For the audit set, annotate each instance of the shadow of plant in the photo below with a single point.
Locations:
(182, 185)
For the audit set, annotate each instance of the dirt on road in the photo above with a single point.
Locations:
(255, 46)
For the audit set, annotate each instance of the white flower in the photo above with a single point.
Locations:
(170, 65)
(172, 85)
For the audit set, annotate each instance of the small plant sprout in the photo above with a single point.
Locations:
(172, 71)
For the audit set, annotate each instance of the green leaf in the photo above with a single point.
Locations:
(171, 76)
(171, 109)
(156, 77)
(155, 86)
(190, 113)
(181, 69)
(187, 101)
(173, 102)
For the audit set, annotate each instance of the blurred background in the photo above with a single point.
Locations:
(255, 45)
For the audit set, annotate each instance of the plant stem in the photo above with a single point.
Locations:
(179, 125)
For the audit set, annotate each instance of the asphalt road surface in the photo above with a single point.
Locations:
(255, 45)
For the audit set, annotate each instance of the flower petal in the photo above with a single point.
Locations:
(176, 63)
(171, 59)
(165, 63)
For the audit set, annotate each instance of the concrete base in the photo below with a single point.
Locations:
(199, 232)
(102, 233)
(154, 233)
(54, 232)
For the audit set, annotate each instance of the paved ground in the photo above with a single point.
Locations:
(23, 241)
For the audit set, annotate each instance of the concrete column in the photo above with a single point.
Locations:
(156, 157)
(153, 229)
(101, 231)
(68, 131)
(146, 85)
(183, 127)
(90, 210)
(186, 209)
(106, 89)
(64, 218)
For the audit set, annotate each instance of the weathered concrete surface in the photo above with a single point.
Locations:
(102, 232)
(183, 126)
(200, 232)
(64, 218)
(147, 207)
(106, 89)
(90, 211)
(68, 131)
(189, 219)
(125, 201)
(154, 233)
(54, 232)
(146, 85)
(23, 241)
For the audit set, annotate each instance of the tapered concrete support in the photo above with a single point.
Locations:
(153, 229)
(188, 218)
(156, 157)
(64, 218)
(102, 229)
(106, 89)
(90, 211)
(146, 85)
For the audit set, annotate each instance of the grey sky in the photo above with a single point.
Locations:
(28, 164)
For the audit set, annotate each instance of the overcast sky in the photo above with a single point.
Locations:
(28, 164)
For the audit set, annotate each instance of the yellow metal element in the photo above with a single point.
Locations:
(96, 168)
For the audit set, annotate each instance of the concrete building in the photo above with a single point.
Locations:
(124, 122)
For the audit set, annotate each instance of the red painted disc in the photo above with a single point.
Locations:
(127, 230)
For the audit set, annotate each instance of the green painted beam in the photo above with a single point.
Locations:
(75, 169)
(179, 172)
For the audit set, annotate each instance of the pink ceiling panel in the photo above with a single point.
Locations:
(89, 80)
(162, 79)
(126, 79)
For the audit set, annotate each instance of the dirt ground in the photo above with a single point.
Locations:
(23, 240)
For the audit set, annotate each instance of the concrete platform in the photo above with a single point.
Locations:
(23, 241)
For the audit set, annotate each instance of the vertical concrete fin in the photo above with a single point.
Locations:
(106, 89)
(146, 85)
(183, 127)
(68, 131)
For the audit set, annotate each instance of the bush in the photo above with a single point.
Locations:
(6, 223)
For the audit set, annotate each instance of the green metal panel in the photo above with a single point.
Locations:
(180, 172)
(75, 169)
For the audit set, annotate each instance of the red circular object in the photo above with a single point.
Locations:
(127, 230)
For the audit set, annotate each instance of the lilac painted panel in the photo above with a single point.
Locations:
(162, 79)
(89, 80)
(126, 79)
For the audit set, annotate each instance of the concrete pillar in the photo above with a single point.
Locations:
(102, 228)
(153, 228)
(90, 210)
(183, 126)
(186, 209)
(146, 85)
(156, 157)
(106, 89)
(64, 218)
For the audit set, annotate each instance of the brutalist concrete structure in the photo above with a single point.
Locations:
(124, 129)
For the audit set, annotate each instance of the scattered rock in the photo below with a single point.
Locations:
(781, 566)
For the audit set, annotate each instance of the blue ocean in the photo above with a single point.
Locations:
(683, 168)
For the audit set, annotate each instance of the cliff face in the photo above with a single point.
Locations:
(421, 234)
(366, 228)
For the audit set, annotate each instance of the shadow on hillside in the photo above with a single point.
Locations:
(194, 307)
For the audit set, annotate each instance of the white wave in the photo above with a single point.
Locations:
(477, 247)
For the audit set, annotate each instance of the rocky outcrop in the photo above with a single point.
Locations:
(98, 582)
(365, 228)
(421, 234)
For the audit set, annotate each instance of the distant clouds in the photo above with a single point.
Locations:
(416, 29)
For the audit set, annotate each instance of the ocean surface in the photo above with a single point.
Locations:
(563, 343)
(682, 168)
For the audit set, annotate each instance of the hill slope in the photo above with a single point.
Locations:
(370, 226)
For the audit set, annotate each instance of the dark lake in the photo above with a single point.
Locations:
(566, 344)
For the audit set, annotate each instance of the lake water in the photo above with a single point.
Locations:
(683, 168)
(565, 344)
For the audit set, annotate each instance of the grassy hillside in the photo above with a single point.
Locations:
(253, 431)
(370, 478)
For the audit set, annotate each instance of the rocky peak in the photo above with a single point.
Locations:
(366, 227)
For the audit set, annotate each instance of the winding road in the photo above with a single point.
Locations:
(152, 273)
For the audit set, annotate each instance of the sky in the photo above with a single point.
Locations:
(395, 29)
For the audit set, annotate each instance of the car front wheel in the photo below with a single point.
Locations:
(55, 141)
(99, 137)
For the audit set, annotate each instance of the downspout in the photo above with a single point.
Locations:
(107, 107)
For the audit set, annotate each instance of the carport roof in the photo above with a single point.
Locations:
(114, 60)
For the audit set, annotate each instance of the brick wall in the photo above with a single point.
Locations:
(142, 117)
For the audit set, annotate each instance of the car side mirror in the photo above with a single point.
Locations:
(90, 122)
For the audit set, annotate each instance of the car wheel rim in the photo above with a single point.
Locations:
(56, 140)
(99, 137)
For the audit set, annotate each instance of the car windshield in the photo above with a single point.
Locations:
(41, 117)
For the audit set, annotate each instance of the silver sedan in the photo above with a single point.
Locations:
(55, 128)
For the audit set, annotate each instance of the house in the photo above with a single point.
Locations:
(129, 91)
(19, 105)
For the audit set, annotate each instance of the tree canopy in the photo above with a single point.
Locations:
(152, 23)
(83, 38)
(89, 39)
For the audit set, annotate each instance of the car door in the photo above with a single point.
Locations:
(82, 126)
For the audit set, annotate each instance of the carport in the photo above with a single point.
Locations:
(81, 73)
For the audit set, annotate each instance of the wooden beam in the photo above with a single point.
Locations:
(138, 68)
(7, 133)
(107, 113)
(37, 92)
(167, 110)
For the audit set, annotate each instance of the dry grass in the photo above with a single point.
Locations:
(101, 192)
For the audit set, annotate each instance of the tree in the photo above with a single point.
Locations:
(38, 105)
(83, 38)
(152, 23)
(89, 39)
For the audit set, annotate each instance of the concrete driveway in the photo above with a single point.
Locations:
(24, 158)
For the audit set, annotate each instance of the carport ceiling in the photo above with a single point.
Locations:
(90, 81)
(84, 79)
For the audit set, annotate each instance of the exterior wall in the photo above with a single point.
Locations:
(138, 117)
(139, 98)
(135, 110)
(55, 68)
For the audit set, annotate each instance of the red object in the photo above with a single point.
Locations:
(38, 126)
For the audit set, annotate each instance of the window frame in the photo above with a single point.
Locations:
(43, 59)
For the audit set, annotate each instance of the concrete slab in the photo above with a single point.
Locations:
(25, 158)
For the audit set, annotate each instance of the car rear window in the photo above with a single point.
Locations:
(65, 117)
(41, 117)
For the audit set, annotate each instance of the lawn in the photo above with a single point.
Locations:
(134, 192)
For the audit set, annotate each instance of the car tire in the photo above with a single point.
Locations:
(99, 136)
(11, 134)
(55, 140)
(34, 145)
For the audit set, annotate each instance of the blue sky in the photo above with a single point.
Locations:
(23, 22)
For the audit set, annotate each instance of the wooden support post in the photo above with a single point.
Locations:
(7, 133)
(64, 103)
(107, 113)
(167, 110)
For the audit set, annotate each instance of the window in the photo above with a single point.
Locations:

---+---

Exercise instructions: The lines holding the string "object" are what is needed from the material above.

Solution for this task:
For the audit set, annotate each instance of the red circular object in the photo above with a single point.
For the audit set, annotate each instance of the red object in the photo above with a single point.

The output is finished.